PROMPT: Every record should be written out exactly, with the pictures left out.

SUPPLIED RECORDS:
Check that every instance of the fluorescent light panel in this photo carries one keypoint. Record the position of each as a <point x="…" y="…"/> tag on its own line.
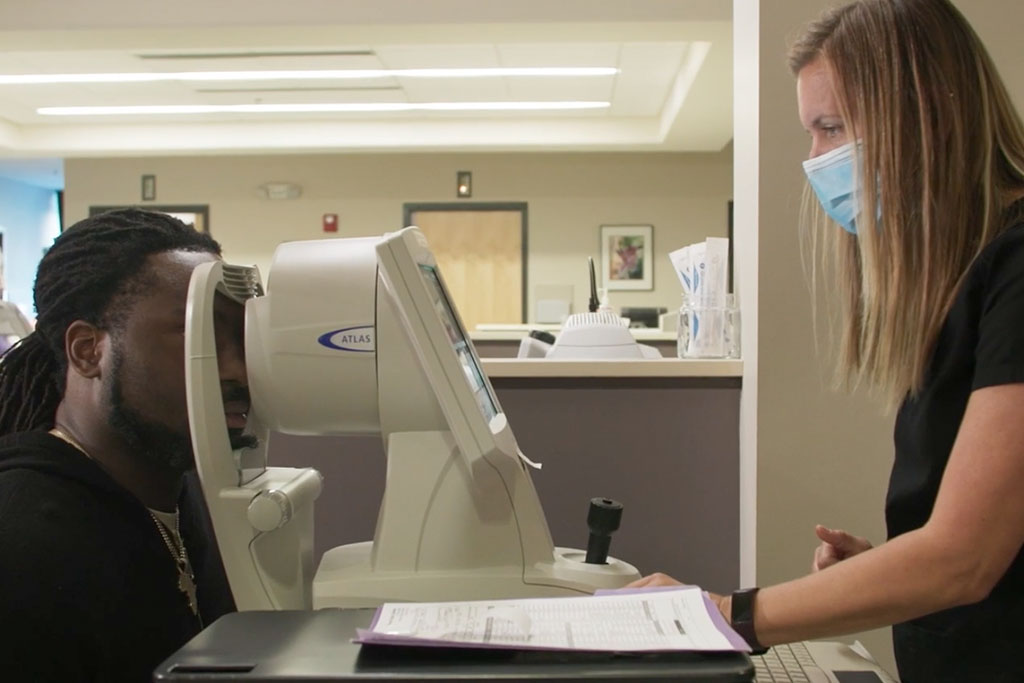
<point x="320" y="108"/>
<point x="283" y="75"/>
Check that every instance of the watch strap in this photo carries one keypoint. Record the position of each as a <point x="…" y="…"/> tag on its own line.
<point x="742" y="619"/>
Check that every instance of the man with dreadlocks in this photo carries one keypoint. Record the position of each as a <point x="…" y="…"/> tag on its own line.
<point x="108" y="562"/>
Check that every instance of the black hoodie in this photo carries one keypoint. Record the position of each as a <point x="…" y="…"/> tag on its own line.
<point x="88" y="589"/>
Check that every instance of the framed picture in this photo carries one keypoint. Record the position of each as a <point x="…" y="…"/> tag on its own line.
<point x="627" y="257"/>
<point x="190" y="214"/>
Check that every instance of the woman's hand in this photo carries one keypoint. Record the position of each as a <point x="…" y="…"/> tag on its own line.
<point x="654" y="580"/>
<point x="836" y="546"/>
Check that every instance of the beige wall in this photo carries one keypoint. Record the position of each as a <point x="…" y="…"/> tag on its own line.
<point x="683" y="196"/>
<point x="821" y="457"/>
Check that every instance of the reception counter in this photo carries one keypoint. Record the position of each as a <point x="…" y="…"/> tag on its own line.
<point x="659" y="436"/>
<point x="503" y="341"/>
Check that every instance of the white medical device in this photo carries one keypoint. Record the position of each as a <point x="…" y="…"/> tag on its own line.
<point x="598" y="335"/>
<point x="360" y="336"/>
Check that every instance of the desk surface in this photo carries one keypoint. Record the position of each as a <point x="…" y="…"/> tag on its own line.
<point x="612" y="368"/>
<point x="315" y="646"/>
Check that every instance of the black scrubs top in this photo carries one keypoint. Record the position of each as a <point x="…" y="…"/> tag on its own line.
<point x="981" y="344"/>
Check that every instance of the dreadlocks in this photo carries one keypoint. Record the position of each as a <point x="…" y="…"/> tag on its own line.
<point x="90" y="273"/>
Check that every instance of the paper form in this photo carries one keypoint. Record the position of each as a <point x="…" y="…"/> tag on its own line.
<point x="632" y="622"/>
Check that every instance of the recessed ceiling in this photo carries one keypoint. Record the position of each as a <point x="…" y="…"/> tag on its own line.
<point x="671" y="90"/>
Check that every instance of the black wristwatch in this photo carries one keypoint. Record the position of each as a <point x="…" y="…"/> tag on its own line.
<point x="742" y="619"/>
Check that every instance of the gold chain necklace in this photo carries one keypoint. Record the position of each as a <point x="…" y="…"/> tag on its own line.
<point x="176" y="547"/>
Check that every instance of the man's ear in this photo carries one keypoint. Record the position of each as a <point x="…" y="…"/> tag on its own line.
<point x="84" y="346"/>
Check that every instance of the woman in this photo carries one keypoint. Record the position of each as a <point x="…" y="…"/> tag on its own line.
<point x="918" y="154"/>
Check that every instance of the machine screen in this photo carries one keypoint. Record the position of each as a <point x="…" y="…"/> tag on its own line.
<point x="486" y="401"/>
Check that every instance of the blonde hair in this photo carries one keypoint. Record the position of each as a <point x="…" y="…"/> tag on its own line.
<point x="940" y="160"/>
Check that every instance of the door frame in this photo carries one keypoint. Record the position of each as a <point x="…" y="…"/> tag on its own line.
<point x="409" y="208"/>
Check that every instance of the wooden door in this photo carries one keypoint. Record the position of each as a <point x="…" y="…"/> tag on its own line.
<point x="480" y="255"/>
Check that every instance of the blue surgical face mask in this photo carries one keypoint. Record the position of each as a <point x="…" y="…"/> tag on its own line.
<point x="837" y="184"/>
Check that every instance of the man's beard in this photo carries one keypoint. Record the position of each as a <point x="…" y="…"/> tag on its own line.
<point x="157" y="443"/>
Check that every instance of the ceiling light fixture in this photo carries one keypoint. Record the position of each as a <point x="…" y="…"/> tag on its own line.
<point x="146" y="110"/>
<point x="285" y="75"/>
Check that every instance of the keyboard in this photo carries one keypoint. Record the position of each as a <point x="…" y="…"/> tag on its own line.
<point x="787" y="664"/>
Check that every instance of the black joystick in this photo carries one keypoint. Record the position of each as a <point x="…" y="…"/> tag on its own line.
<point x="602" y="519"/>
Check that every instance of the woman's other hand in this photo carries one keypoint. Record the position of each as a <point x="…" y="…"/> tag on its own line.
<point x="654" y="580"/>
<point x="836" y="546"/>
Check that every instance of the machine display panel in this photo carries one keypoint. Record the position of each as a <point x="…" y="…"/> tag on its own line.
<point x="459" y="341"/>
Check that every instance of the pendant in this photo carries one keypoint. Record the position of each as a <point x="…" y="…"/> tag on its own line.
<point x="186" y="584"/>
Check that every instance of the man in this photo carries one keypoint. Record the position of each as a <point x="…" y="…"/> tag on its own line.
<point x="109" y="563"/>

SOLUTION TO THIS TASK:
Check that every instance of the fluorescent light panel in this photo carries one keypoint. Record the position of each as a <point x="…" y="…"/> tag on its own line.
<point x="320" y="108"/>
<point x="283" y="75"/>
Check that every instance of the watch strap in this photo carries one keypoint. Record the position of each as a <point x="…" y="…"/> tag on its own line.
<point x="742" y="619"/>
Check that every instance of the man with dreadlocks in this photo carries one keypoint. Record the position of each as a <point x="…" y="…"/> tag on its own line.
<point x="108" y="562"/>
Check that every instance of the black hoodie in this photo carries one keypoint. Record the position of each as a <point x="…" y="…"/> tag on its own line.
<point x="88" y="589"/>
Check that every instance of the framed picture in this photo carries one keypoint. Record the position of each as a <point x="…" y="…"/> tag on its own line.
<point x="627" y="257"/>
<point x="190" y="214"/>
Check that every instance of the woman's hand in this photo carries one keypoint. Record the position of each as a <point x="…" y="…"/> tag on its own line.
<point x="654" y="580"/>
<point x="836" y="546"/>
Check that every instance of the beige wall in this photo carries one keypoint. Record the position of each as a <point x="…" y="…"/> tag on its own line.
<point x="683" y="196"/>
<point x="821" y="457"/>
Check that every instance of the reception counter in this photo carries one keypoint. Record the position of each as a <point x="…" y="…"/> tag on its own line.
<point x="659" y="436"/>
<point x="503" y="341"/>
Check that every instance of the white medical device in this photo carries one keypoint. Record the position of each as a <point x="…" y="…"/> tag on its own line.
<point x="598" y="335"/>
<point x="360" y="336"/>
Check that every instance of the desk surface in this photo carries one keypoint. Record the position of each as a <point x="…" y="…"/> tag on its own line.
<point x="612" y="368"/>
<point x="315" y="646"/>
Check that every instance of the black scrubs top in this photo carries one keypoint. Record the position of each as a <point x="…" y="…"/> tag on its own line.
<point x="981" y="344"/>
Check that every instance of the dreadlocks in this photo carries one keypoint. Record the position of each as a <point x="…" y="…"/> tag on its own line.
<point x="90" y="273"/>
Check that every instance of the paper form in this photo carries one keypoint. Record the position of each as a <point x="…" y="…"/> tag on its own line.
<point x="632" y="622"/>
Check that every instance of the recessed ceiling in this photo carries one keypoint. Record the position of each as a <point x="…" y="…"/> tag on its own line.
<point x="671" y="90"/>
Check that every instance of the black wristwatch in this photo carries one keypoint. Record the position of each as a <point x="…" y="…"/> tag on its own line.
<point x="742" y="619"/>
Check that every instance of the gold chain necklace in this photo carries one keypoint. Record the position of each as a <point x="…" y="…"/> tag on its own line.
<point x="176" y="547"/>
Check that every instance of the man's ear in this photo carries one keypoint. Record the position of each as a <point x="…" y="…"/> tag on its own line.
<point x="84" y="346"/>
Check that every instance of the woman in this photo carries one keypoint. Record the position of each as a <point x="…" y="…"/> tag on its own line.
<point x="918" y="154"/>
Check that every instance of the machine screen in this photo carries one keypoint. Record the position of each as a <point x="…" y="…"/> tag on its own line.
<point x="486" y="401"/>
Check that every instance of the blonde hair in this photo carries one keypoint. Record the position of each as a <point x="…" y="…"/> tag on its own line.
<point x="940" y="160"/>
Check that every instance of the door frame in this photo carries one keypoint. Record the position of each as a <point x="…" y="…"/> tag on its own line.
<point x="409" y="208"/>
Check that every instance of the wooden door in this photo carries one keypoint. Record the position of each as a <point x="…" y="…"/> tag on its own line.
<point x="480" y="255"/>
Check that every instance of the blue surgical face mask in this photo carries one keypoint. Record the position of each as a <point x="…" y="…"/> tag on its own line.
<point x="837" y="184"/>
Check that every instance of the man's beard in this photo carries one keypoint. Record the position of each as a <point x="…" y="…"/> tag on its own line.
<point x="157" y="443"/>
Check that every instance of the ceiling light fixture in this photo carries one keypoint. Record the position of each as a <point x="…" y="…"/> tag on its own line.
<point x="146" y="110"/>
<point x="285" y="75"/>
Check that every instance of the keyboard in this photo carries one keypoint. Record the position of each as a <point x="…" y="…"/> tag on its own line.
<point x="787" y="664"/>
Check that every instance of the black joystick in this photo carries one keypoint. Record the position of each as a <point x="…" y="…"/> tag on its own line.
<point x="602" y="519"/>
Check that every instance of the woman's other hand in this photo carries one keypoint. Record the position of each as a <point x="…" y="…"/> tag on its own line.
<point x="654" y="580"/>
<point x="836" y="546"/>
Check that every instance of the machine display panel in this photo carries one keypoint. Record the position of each as a <point x="…" y="…"/> tag on its own line.
<point x="459" y="341"/>
Check that every instance of the pendant in this photo carries one keypoint. Record the position of each as a <point x="…" y="…"/> tag on its own line.
<point x="186" y="584"/>
Check that every instance of the man in this photo carries one keypoint. Record the position of each as a <point x="…" y="…"/> tag on its own line.
<point x="109" y="563"/>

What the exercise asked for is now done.